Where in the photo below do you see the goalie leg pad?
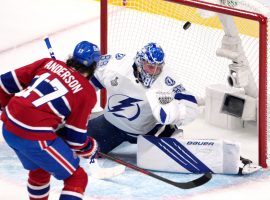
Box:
[137,136,240,174]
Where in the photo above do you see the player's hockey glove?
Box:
[76,137,98,163]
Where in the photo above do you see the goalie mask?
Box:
[135,43,164,88]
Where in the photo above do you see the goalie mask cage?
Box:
[101,0,270,167]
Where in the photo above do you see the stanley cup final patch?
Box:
[165,76,175,86]
[111,76,118,86]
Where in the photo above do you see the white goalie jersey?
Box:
[91,53,198,134]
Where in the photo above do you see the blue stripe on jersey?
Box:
[59,194,82,200]
[159,108,167,123]
[36,81,70,116]
[7,115,53,133]
[174,93,197,103]
[27,185,50,196]
[64,127,87,144]
[90,76,104,89]
[1,72,20,94]
[143,136,212,173]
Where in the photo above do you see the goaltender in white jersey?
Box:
[88,43,198,153]
[88,43,260,173]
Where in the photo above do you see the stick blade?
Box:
[175,172,212,189]
[89,161,126,179]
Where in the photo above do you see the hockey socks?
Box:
[27,169,50,200]
[59,167,88,200]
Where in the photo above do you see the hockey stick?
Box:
[44,37,125,179]
[99,152,212,189]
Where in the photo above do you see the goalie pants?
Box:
[87,115,138,153]
[2,126,88,200]
[87,115,176,153]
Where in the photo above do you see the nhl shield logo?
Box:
[165,76,175,86]
[111,77,118,86]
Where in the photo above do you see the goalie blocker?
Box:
[137,136,261,174]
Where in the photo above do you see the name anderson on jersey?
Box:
[44,61,83,94]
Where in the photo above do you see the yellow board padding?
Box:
[108,0,259,37]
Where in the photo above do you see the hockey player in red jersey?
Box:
[0,41,100,200]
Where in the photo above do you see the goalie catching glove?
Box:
[75,136,98,163]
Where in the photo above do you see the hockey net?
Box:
[101,0,270,167]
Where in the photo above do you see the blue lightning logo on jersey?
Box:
[108,94,142,121]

☆ ☆ ☆

● **What the task requires**: Locate each of the lines above that contains the string "jersey", and copy every such line in full.

● **Exercise output**:
Where in the photo above do you see the white goalie jersey?
Where in the photo above do you see the blue stripe on jersey?
Where in the photo above do you see the goaltender in white jersey?
Where in the photo above do you see the name anderson on jersey?
Where in the photo above do you see the hockey player in red jersey?
Where in the photo above do you see the blue lightning logo on jersey?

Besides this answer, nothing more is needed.